TASK GOAL>
From the records that follow, copy every line that contains the word "below".

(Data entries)
+ + + +
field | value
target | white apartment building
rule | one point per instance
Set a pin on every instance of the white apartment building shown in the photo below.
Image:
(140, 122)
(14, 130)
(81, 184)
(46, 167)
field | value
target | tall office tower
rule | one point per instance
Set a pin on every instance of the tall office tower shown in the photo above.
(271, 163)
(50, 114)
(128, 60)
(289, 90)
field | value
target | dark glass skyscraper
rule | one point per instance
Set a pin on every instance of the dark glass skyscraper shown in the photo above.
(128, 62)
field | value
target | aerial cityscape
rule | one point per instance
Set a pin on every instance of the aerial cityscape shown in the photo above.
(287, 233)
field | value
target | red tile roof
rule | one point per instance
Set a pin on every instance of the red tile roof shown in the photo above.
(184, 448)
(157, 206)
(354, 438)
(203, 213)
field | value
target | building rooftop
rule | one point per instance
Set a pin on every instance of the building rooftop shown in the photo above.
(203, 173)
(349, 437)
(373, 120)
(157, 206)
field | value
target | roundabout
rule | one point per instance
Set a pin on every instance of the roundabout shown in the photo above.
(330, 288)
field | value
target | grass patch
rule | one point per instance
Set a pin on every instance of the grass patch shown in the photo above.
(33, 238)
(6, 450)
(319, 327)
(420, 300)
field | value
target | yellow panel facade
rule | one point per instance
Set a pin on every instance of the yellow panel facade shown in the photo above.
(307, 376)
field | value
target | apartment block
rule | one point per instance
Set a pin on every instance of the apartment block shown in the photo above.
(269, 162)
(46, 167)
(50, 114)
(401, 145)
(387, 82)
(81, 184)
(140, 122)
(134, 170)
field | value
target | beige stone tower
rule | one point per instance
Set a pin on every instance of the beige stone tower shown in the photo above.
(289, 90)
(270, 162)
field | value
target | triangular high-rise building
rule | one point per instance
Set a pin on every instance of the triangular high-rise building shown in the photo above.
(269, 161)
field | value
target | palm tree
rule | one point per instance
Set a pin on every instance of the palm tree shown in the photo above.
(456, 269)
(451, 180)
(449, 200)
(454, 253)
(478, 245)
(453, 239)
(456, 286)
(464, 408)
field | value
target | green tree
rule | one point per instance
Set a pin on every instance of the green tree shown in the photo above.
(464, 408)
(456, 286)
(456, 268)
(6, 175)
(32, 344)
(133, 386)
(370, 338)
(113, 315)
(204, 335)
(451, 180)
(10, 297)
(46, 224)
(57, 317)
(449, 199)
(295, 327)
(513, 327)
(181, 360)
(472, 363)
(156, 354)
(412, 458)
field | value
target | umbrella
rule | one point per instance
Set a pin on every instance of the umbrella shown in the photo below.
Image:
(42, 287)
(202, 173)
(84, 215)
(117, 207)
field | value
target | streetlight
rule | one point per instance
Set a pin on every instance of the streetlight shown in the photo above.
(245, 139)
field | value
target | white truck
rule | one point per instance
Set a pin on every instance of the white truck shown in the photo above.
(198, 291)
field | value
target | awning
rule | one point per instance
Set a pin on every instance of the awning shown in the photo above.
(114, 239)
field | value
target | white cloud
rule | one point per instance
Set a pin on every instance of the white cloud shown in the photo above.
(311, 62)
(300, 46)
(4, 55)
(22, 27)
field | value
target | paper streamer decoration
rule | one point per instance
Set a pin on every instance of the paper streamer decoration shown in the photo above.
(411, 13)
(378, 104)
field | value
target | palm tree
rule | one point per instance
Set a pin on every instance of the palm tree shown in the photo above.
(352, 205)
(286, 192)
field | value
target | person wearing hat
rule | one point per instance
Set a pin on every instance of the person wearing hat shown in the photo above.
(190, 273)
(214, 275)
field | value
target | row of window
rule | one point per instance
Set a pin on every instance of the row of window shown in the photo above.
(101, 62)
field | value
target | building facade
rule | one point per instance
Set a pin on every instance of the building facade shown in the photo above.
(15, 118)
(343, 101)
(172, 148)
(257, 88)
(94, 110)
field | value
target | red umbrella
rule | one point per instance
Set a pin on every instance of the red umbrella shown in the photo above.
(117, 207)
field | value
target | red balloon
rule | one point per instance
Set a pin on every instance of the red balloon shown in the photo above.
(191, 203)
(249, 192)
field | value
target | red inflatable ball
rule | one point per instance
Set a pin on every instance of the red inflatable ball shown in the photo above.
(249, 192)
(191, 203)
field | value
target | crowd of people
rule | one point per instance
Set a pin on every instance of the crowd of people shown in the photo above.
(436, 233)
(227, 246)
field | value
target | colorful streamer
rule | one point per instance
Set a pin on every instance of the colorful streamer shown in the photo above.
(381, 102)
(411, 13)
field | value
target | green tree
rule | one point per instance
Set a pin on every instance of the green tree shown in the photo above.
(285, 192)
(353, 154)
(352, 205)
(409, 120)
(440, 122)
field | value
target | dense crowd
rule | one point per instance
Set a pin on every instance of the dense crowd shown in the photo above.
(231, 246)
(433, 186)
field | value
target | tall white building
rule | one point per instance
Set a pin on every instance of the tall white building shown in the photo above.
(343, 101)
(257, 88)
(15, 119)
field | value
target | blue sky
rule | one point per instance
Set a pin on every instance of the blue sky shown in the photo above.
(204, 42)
+ + + +
WRITTEN SOLUTION>
Set a pin on every instance of the white apartment building shown in the photo below.
Set a pin on every instance of the umbrella shown in the photo below.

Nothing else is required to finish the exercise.